[INPUT Boundary: Start]

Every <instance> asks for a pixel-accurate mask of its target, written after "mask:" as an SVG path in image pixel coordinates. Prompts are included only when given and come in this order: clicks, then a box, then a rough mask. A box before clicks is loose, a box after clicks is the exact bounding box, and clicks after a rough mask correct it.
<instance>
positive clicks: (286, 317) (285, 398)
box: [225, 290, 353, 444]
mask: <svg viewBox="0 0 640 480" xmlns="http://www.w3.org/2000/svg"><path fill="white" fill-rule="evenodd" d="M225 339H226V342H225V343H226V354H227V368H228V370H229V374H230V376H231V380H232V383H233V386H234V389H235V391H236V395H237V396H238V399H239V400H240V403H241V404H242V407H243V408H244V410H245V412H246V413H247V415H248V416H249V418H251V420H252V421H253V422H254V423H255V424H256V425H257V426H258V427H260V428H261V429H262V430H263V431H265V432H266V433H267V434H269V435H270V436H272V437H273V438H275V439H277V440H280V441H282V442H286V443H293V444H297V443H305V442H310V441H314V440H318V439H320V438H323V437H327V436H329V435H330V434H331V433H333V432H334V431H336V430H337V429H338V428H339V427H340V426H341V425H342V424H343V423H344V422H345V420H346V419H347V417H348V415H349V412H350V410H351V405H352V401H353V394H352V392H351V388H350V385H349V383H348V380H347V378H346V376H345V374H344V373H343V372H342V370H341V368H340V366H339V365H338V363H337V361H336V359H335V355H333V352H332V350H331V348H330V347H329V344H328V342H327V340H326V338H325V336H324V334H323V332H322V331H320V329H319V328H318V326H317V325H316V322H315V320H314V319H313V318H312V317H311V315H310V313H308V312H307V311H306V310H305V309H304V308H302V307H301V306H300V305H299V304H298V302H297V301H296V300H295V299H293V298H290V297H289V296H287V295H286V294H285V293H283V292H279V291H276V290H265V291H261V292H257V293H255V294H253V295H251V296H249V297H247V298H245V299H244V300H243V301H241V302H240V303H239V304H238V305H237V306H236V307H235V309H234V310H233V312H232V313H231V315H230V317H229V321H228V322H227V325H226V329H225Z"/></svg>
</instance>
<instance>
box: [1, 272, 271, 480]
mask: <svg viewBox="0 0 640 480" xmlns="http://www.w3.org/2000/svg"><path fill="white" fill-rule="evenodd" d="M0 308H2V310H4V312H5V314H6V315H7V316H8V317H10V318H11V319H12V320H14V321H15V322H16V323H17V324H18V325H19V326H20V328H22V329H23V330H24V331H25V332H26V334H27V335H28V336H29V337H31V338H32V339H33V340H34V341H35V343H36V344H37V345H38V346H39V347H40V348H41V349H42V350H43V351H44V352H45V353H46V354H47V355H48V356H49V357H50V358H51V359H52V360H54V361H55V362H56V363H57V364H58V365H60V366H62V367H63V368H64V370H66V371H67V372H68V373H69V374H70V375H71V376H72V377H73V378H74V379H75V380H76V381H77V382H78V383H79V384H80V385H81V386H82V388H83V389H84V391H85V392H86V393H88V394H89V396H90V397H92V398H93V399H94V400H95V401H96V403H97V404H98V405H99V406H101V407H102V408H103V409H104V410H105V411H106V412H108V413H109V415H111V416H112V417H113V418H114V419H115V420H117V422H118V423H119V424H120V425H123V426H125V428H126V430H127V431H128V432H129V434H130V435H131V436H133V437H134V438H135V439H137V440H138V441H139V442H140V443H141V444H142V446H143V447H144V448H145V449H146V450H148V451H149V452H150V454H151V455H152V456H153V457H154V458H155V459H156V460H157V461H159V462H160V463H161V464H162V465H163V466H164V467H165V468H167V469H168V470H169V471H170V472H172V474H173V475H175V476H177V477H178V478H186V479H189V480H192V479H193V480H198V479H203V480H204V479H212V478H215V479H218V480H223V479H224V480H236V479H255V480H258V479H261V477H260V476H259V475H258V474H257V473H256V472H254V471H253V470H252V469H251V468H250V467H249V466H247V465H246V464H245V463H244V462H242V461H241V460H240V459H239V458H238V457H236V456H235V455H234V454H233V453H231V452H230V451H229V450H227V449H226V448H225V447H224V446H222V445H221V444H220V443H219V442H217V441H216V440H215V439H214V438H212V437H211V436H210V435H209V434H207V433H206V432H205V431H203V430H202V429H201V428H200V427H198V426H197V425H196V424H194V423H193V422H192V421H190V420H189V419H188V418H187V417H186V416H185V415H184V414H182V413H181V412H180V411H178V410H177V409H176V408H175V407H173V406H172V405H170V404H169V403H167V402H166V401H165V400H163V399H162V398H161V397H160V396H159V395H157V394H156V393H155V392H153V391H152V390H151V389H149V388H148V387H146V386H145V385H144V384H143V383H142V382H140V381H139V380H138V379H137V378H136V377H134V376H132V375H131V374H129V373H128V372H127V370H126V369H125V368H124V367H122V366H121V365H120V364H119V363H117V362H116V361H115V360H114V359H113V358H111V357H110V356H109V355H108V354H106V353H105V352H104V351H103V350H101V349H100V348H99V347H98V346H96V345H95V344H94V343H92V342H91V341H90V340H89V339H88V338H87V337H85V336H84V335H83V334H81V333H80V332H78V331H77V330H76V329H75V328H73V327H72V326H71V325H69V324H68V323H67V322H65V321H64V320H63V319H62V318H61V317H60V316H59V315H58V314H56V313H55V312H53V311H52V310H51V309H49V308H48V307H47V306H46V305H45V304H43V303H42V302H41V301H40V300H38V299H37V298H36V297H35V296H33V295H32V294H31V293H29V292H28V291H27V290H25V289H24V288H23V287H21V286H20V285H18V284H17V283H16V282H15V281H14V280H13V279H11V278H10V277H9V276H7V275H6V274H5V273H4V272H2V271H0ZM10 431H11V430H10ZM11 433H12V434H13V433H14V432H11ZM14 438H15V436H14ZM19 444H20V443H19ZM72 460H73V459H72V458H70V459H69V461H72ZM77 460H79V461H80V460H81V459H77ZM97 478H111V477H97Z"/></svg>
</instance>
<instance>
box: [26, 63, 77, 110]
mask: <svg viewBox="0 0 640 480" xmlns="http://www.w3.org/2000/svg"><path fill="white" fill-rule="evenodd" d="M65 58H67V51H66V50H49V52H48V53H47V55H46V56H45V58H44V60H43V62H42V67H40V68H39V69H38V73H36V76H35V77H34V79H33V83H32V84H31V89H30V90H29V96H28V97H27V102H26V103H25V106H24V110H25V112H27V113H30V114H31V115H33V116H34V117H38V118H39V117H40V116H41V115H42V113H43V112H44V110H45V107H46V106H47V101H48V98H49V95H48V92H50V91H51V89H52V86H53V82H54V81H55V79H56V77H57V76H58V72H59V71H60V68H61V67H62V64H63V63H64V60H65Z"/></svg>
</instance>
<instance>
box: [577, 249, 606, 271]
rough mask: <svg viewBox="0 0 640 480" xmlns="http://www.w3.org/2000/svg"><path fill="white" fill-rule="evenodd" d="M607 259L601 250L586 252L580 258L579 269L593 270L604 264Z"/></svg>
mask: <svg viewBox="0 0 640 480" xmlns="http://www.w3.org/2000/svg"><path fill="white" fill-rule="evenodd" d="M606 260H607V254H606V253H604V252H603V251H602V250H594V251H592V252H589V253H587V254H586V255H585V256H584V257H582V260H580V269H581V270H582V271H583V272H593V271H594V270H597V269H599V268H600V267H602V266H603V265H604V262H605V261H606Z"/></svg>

[INPUT Boundary: End]

WHAT THIS TASK INVOLVES =>
Filter the material above, keeping every line that contains the string "clicks" with matching letter case, and copy each such line.

RESULT OF THIS TASK =>
Every <instance> asks for a pixel-accurate mask of its target, written after "mask:" as an SVG path in image pixel coordinates. Prompts are included only when given and come in this order: clicks, then a box, then a rough mask. A box before clicks is loose, a box after clicks is the exact bounding box, and clicks after a rough mask correct it.
positive clicks: (286, 317) (285, 398)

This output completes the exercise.